■ WHAT IS REQUIRED:
Print the listing again exactly, leaving nothing out.
START DATA SUPPLIED
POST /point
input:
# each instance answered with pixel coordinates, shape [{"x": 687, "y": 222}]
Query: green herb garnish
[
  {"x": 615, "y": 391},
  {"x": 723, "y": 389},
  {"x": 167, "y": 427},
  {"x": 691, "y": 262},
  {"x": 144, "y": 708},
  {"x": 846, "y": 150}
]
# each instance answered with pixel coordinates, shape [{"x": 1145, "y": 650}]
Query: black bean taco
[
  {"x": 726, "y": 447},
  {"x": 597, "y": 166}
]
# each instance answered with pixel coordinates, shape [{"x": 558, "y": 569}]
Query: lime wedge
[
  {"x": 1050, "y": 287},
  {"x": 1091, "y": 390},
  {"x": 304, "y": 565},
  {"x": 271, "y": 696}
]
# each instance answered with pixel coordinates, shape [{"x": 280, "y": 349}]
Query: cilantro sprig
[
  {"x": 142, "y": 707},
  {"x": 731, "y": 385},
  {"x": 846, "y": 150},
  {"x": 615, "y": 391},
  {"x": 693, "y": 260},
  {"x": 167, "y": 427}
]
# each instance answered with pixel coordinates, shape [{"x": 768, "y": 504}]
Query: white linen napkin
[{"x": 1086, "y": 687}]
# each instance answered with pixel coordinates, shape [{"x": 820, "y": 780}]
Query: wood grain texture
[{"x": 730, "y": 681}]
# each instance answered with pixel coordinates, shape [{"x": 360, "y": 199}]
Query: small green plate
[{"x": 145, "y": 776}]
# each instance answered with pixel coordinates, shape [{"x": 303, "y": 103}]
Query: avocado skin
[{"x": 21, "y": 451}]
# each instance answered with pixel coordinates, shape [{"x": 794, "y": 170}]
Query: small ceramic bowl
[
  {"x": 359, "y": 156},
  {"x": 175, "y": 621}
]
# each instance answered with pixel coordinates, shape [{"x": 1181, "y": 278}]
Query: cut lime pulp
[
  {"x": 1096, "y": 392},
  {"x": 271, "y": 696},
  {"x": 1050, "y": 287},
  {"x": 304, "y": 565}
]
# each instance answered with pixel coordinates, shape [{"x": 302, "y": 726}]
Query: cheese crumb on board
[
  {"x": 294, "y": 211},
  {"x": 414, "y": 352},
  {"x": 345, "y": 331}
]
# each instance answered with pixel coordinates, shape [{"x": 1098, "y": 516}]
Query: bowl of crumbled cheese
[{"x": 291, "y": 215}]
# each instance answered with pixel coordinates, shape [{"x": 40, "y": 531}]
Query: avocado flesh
END DATA SUPPLIED
■ ANSWER:
POST /point
input:
# each instance answered with pixel coordinates, shape [{"x": 687, "y": 222}]
Query: green herb garnish
[
  {"x": 615, "y": 391},
  {"x": 723, "y": 389},
  {"x": 167, "y": 427},
  {"x": 691, "y": 262},
  {"x": 144, "y": 708},
  {"x": 846, "y": 150}
]
# each instance answered with pixel coordinates, shape [{"x": 1145, "y": 650}]
Query: black bean taco
[
  {"x": 726, "y": 447},
  {"x": 597, "y": 166}
]
# each instance answered with pixel coordinates, shape [{"x": 558, "y": 569}]
Query: lime wedge
[
  {"x": 1050, "y": 287},
  {"x": 1091, "y": 390},
  {"x": 304, "y": 565},
  {"x": 271, "y": 696}
]
# each instance answered with pixel coordinates, shape [{"x": 280, "y": 349}]
Query: cilantro sprig
[
  {"x": 142, "y": 707},
  {"x": 731, "y": 385},
  {"x": 846, "y": 150},
  {"x": 615, "y": 391},
  {"x": 693, "y": 260},
  {"x": 167, "y": 427}
]
# each instance answered with pixel coordinates, shape [{"x": 768, "y": 504}]
Query: white linen napkin
[{"x": 1086, "y": 687}]
# each instance answered with pixel coordinates, shape [{"x": 820, "y": 780}]
Query: wood grain texture
[{"x": 730, "y": 681}]
# each instance answered with pixel coordinates, shape [{"x": 360, "y": 199}]
Query: small green plate
[{"x": 145, "y": 776}]
# each instance answered with pixel coordinates, shape [{"x": 303, "y": 103}]
Query: avocado skin
[{"x": 21, "y": 451}]
# each instance answered with pixel coordinates, shape [{"x": 794, "y": 170}]
Query: small ceramic bowl
[
  {"x": 359, "y": 156},
  {"x": 175, "y": 621}
]
# each instance answered with pixel coordinates, shape [{"x": 1181, "y": 278}]
Query: cut lime pulp
[
  {"x": 1096, "y": 392},
  {"x": 271, "y": 696},
  {"x": 1050, "y": 287},
  {"x": 304, "y": 565}
]
# each instance answered with pixel coordinates, shape [{"x": 302, "y": 726}]
Query: cheese crumb on board
[
  {"x": 294, "y": 211},
  {"x": 414, "y": 352},
  {"x": 345, "y": 331}
]
# each instance answered with pixel coordinates, shape [{"x": 1098, "y": 516}]
Query: bowl of crumbled cheese
[{"x": 291, "y": 215}]
# each instance answered with pixel coordinates, shape [{"x": 40, "y": 531}]
Query: avocado flesh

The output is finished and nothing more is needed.